> _SELECTED PASSAGE_:
- Opening Delimiter -
For decades, the Insurance Market has run on a simple, unspoken agreement: you give us the risk data, we give you a premium. How we got from point A to point B was often a mystery – a “black box” calculation buried in actuarial tables and underwriting guides.
But in the age of AI, “trust us” isn’t enough. Brokers need to explain why a rate has changed. Clients need to know how to lower it. And insurers need to prove that their pricing isn’t just a guess… it’s a measurement.
At Cowbell, we are building a “Glass Box” and it starts by rethinking what a risk score actually means.
The Myth of “100%”
When brokers see a Cowbell Factor™ score, the first instinct is often to view it like a school exam: “My client got a 67. That’s a D-plus, right? Why are they failing?”
This is the wrong way to look at modern risk.
I recently had a chat with a new member of our team this week, and explained that a risk score isn’t a static grade out of 100. It is a relative measure against tens of thousands of peers. A score of 67 in the manufacturing sector isn’t a “fail” – it might actually be a solid ‘pass’ relative to the specific digital threats facing manufacturers today.
- Closing Delimiter -
> _TASK GOAL_: Continue the piece on Cowbell's risk scores from its last sentence.

> _PROVIDED MATERIAL_:
- Opening Delimiter -
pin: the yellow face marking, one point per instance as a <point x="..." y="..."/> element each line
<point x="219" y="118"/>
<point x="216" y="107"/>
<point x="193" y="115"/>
- Closing Delimiter -
> _RESPONSE BELOW_:
But context changes everything. If that same business were reclassified as “agriculture” – a sector with different threat vectors and digital footprints – then that same risk profile might suddenly score a 70+.
Why does this matter? Because it moves the conversation from a perceived “bad client” to honing a “specific risk.” It allows the broker to say: “You aren’t being penalised or doing anything wrong. You are being measured against your actual peers, and here is exactly how you compare.”
Confidence in the Code
A common opinion within our industry is that AI is just a fancier black box – a machine making decisions no one can explain. By tackling this head-on (publishing confidence metrics alongside our scores), we don’t just tell you what the risk is; we want to tell you how sure we are about it.
This level of transparency is rare, but it is necessary. If we want brokers to trust output, then we have to show our working. We have to prove that the algorithm isn’t just guessing, but analysing live data from inside and outside the network to build a picture of risk that is far more accurate than a static proposal form.
The “A+” Trap
There is a dangerous misconception though, that if your client has a high security score, then it must mean they’re “safe.”
I often remind people that modern cyber attacks are rarely targeted masterplans by state actors. They are random scans – often by an individual in a bedroom, in a remote part of Europe – looking for any open door.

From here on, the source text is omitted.